Please repeat all of the lines that follow, exactly as written.

════════════════

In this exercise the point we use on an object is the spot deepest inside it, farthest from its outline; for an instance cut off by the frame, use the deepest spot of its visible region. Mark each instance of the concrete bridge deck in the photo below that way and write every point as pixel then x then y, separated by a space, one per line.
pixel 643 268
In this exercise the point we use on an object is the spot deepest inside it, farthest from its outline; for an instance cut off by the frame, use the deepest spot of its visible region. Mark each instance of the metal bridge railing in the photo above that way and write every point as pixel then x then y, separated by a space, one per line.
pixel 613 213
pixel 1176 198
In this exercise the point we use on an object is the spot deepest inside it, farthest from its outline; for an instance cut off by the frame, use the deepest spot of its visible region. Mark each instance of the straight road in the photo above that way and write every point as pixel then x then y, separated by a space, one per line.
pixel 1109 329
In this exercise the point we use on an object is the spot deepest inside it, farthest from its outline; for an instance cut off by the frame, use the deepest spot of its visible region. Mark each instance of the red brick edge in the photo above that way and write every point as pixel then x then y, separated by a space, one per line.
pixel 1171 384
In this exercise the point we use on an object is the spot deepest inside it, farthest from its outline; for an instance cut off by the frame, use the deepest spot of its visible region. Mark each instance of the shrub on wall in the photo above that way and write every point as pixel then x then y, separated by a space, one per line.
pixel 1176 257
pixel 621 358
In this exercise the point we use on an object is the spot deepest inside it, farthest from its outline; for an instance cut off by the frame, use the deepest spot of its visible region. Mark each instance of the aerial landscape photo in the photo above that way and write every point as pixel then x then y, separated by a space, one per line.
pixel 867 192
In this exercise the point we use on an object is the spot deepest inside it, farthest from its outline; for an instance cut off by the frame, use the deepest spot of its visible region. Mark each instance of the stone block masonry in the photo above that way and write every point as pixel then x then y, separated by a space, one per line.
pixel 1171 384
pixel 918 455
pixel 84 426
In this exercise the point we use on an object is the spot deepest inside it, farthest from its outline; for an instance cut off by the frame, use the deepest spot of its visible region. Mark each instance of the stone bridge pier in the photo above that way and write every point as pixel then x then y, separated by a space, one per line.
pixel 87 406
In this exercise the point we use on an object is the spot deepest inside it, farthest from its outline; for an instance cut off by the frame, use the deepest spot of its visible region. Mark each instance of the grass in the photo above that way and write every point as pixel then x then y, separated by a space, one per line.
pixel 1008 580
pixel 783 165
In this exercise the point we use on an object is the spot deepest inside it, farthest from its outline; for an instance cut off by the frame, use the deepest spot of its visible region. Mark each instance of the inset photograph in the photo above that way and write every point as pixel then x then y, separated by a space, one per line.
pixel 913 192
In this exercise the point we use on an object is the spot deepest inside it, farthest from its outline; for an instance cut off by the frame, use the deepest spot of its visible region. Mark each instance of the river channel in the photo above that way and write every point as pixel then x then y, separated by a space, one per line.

════════════════

Response to the exercise
In this exercise the point we use on an object is the spot deepest inside it, farthest from its outline; for an instance cut off by the frame, use the deepest spot of its visible region. Mark each instance of the concrete bridge deck in the photo below that way and write every point as pixel then x then y, separated by a space, one per line.
pixel 643 268
In this exercise the point we use on an object is the spot deepest inside it, farthest from its outline; for an instance cut off by the frame, use the deepest spot of its visible region. Mark each instance of the metal bridge railing in the photo above that way and write every point as pixel then x then y, separated by a space, one per line.
pixel 613 213
pixel 1176 198
In this exercise the point we use on an object is the spot deepest inside it, farthest from its outline; for an instance cut off by the frame, use the deepest spot of its visible region. Mark each instance of the straight road in the photo above that way and write every point as pixel then x then y, separated by a space, one per line.
pixel 1109 329
In this exercise the point we use on an object is the spot deepest inside it, farthest from its outline; for an instance cut off by the frame, use the deepest spot of its visible region. Mark each instance of the red brick edge in the photo above that way and write every point as pixel then x then y, separated by a space, one per line.
pixel 1171 384
In this exercise the point we use on an object is the spot deepest inside it, farthest from its outline; for an instance cut off by the frame, use the deepest spot of its visible region. Mark each instance of the shrub on wall in the photo above that way and write every point as pixel then x then y, separated by a space, one per line.
pixel 1176 257
pixel 621 358
In this exercise the point we use on an object is the spot deepest inside it, farthest from its outline; for an instance cut off by the frame, use the deepest spot of its visible region. Mark each instance of the aerial landscape photo in the photo above that way and write every point as pixel then x then y, separated by a space, one per line.
pixel 867 192
In this exercise the point we use on an object is the spot deepest inside it, farthest from its outline; for an instance cut off by the frame, use the deepest spot of its visible region. Mark each instance of the stone block masonry in the photo above that way and write every point as pixel then x then y, separated by a space, one per line.
pixel 1171 384
pixel 918 455
pixel 84 426
In this exercise the point we use on an object is the spot deepest inside it, farthest from its outline; for an instance cut off by the frame, use the deepest spot of its visible region. Mark each instance of the stone bridge pier in the photo above that way and write every point as pixel then x then y, separated by a space, one per line.
pixel 87 406
In this exercise the point we use on an object is the spot deepest inside it, farthest from its outline; for an instance cut off by the frame, use the deepest spot of its visible region. Mark each instance of the grass in the photo above that way and write every point as pixel then x then y, separated by a space, one per line.
pixel 1008 580
pixel 783 165
In this exercise the point we use on an object is the spot deepest inside it, farthest from its outline; for an instance cut off by the frame, use the deepest spot of its visible region. Mark each instance of the inset photograph in the photo above that way and write every point as pixel then x then y, separated by a space, one per line.
pixel 913 192
In this exercise the point we use on an object is the spot deepest inside it, farthest from its outline; for an instance cut off by the frame, use the deepest spot of its visible region. Mark each instance of the river channel in the photo above that way and write every point as pixel then x then y, separated by a space, one per line.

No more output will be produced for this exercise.